Look through the records below for the line with "Find the wheat" and the line with "Target: dormer window", then return those lines and all lines between, exactly.

[Start of section]

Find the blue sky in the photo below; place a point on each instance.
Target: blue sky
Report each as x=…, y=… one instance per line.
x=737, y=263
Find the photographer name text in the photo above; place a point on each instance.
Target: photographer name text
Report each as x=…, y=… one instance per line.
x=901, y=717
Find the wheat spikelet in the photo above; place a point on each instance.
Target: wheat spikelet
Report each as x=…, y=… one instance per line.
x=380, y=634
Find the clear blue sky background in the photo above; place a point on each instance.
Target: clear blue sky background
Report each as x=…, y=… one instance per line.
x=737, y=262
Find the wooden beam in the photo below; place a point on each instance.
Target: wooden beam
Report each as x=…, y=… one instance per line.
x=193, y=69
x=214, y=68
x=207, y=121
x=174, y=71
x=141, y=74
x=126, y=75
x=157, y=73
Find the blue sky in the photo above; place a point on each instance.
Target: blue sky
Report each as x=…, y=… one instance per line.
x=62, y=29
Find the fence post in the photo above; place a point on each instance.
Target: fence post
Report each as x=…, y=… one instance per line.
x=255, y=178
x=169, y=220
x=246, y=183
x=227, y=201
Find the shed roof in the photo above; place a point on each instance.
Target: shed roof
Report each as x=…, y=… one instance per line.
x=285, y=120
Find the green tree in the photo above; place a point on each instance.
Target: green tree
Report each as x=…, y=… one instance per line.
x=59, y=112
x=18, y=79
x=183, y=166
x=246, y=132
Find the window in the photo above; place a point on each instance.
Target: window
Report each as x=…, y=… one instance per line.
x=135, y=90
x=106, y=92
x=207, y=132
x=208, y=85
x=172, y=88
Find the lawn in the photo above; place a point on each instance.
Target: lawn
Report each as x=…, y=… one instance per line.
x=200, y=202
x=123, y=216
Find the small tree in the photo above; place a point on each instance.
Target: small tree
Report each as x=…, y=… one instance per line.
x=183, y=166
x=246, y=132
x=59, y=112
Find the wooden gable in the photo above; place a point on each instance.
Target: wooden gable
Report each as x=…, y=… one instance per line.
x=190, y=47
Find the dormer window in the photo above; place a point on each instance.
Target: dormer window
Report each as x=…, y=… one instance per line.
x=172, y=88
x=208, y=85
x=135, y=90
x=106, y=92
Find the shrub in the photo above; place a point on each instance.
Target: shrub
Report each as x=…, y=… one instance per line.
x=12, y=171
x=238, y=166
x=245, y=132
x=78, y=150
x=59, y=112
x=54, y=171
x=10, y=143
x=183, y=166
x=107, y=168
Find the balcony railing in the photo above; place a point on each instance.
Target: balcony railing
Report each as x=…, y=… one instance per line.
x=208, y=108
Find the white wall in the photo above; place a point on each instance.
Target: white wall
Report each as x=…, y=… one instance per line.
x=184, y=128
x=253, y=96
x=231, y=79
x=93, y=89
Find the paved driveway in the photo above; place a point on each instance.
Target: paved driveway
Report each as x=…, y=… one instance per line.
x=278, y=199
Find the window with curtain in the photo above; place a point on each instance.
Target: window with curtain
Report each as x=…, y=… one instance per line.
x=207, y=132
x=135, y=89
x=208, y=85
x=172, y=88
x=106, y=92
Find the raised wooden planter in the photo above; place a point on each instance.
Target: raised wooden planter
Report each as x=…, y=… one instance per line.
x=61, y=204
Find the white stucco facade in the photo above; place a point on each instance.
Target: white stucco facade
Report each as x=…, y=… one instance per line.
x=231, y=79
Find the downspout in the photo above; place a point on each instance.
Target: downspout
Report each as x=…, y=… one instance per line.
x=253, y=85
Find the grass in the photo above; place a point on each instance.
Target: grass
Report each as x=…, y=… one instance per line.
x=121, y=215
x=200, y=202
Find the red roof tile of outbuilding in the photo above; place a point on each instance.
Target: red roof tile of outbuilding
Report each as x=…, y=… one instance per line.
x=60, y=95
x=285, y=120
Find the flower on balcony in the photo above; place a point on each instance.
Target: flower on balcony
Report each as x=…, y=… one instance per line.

[End of section]

- _Written response_
Find the wheat spikelet in the photo above; place a point on each instance.
Target: wheat spikelet
Report each as x=…, y=… one instance per line.
x=380, y=634
Find the clear blue sky background in the photo above; place a point on each instance.
Target: clear blue sky background
Report each as x=…, y=… one instance per line.
x=737, y=262
Find the wooden beam in the photo below; place a point on each instance.
Target: wooden beam
Report each as x=…, y=… one instance per line.
x=193, y=69
x=214, y=68
x=207, y=121
x=174, y=71
x=141, y=74
x=126, y=75
x=157, y=73
Find the blue sky in the photo above; place a point on each instance.
Target: blue sky
Report each as x=…, y=… one instance per line.
x=62, y=29
Find the fence post in the photo above; place a point on each instance.
Target: fence post
Report each as x=…, y=… one instance per line.
x=255, y=178
x=169, y=220
x=246, y=183
x=227, y=201
Find the shed roof in the photo above; place a point on each instance.
Target: shed roof
Report each as x=…, y=… one instance per line.
x=285, y=120
Find the green tree in the photo above; place a point on each instance.
Target: green tree
Report each as x=…, y=… one instance per line.
x=59, y=112
x=18, y=79
x=183, y=166
x=246, y=132
Find the window in the photo above; place a point on each instance.
Target: window
Report each as x=…, y=… one instance per line.
x=135, y=90
x=106, y=92
x=207, y=132
x=208, y=85
x=172, y=88
Find the lawn in the photo above; place a point on each instance.
Target: lawn
Report each as x=…, y=… one instance per line.
x=200, y=202
x=123, y=216
Find the small tree in the photo above; place a point on each instance.
Target: small tree
Report each as x=…, y=… one instance per line.
x=183, y=166
x=246, y=132
x=59, y=112
Find the wooden gable in the photo above; place a point on each instance.
Target: wooden gable
Report each as x=…, y=… one instance per line.
x=190, y=47
Find the dormer window in the photo above; place a point on each instance.
Target: dormer window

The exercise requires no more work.